* [COMPITO BREVE 1]
Ripeti tali e quali le righe dei record che vanno dall'inizio fino alla riga contenente "152;171;677;894", comprese entrambe le estremità.

* [ESTRATTO DELLA FONTE]

-------

Presidente: Fidelbo - Estensore: Mogini

RITENUTO IN FATTO

1. E. Emiy ricorre per mezzo del difensore di fiducia avverso la sentenza in epigrafe, con la quale la Corte di appello di Torino ha dichiarato l'esistenza delle condizioni per l'accoglimento della richiesta di consegna formulata dall'Autorità giudiziaria della Croazia con mandato di arresto europeo emesso in data 10 febbraio 2021 dal Tribunale di Zagabria con riferimento a provvedimento cautelare del 2 marzo 2016 relativo a 8 furti in abitazione, consumati o tentati, commessi in Croazia, in concorso con altra persona, tra il 16 luglio e il 23 settembre 2014.

2. La sentenza impugnata evidenzia che: a) in relazione al medesimo titolo cautelare la ricorrente era stata già tratta in arresto a Torino il 4 dicembre 2017 sulla base di mandato di arresto europeo emesso dall'Autorità giudiziaria croata; b) in applicazione dell'art. 18, lett. p), della l. n. 69 del 2005, la consegna della ricorrente era stata rifiutata dalla Corte di appello di Torino, con sentenza pronunciata il 2 febbraio 2018 e divenuta irrevocabile il 16 febbraio 2018, essendo stato accertato che E., a quella data, risultava essere madre di una bambina di età inferiore ai tre anni, in mancanza di esigenze cautelari di eccezionale gravità.

-------

* [MATERIALE]
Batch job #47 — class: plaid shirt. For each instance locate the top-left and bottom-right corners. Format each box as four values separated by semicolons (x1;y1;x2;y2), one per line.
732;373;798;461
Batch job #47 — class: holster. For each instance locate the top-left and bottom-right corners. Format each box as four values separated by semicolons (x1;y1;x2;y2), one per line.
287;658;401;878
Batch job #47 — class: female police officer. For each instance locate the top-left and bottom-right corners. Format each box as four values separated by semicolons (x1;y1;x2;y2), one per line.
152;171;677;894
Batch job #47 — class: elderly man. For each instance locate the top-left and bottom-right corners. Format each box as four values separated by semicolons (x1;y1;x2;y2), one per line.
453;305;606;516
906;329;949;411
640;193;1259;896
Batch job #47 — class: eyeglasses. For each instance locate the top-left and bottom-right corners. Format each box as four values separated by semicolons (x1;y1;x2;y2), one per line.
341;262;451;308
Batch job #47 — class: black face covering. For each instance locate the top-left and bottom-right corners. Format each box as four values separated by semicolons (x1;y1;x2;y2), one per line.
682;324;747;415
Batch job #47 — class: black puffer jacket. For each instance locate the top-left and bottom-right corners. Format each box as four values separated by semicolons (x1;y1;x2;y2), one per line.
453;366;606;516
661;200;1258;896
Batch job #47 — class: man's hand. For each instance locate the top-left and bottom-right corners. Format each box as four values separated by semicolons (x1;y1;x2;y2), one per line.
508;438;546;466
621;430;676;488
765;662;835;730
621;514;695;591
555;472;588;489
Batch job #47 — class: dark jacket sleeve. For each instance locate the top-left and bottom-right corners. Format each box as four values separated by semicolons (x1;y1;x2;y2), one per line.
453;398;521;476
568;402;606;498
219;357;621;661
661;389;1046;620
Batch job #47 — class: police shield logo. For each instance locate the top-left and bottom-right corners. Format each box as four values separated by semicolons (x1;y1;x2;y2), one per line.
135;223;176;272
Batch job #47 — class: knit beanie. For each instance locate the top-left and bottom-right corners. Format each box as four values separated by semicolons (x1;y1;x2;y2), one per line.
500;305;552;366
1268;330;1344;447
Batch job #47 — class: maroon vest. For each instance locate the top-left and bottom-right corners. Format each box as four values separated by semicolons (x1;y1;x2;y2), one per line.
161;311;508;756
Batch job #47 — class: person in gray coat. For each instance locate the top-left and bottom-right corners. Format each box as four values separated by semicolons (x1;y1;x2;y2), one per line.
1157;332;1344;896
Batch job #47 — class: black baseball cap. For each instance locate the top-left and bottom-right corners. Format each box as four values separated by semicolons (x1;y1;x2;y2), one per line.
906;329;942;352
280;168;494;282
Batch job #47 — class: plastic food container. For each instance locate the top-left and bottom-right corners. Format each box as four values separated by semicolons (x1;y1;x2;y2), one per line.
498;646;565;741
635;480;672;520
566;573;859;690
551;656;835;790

-------

* [COMPITO BREVE 2]
Modifica il passo dell'estratto compreso tra "1. E. Emiy ricorre" e "23 settembre 2014.", estremi inclusi, sostituendo "Zagabria" con "Spalato".

* [RISPOSTA COMPLETA 1]
Batch job #47 — class: plaid shirt. For each instance locate the top-left and bottom-right corners. Format each box as four values separated by semicolons (x1;y1;x2;y2), one per line.
732;373;798;461
Batch job #47 — class: holster. For each instance locate the top-left and bottom-right corners. Format each box as four values separated by semicolons (x1;y1;x2;y2), one per line.
287;658;401;878
Batch job #47 — class: female police officer. For each instance locate the top-left and bottom-right corners. Format each box as four values separated by semicolons (x1;y1;x2;y2), one per line.
152;171;677;894

* [RISPOSTA COMPLETA 2]
1. E. Emiy ricorre per mezzo del difensore di fiducia avverso la sentenza in epigrafe, con la quale la Corte di appello di Torino ha dichiarato l'esistenza delle condizioni per l'accoglimento della richiesta di consegna formulata dall'Autorità giudiziaria della Croazia con mandato di arresto europeo emesso in data 10 febbraio 2021 dal Tribunale di Spalato con riferimento a provvedimento cautelare del 2 marzo 2016 relativo a 8 furti in abitazione, consumati o tentati, commessi in Croazia, in concorso con altra persona, tra il 16 luglio e il 23 settembre 2014.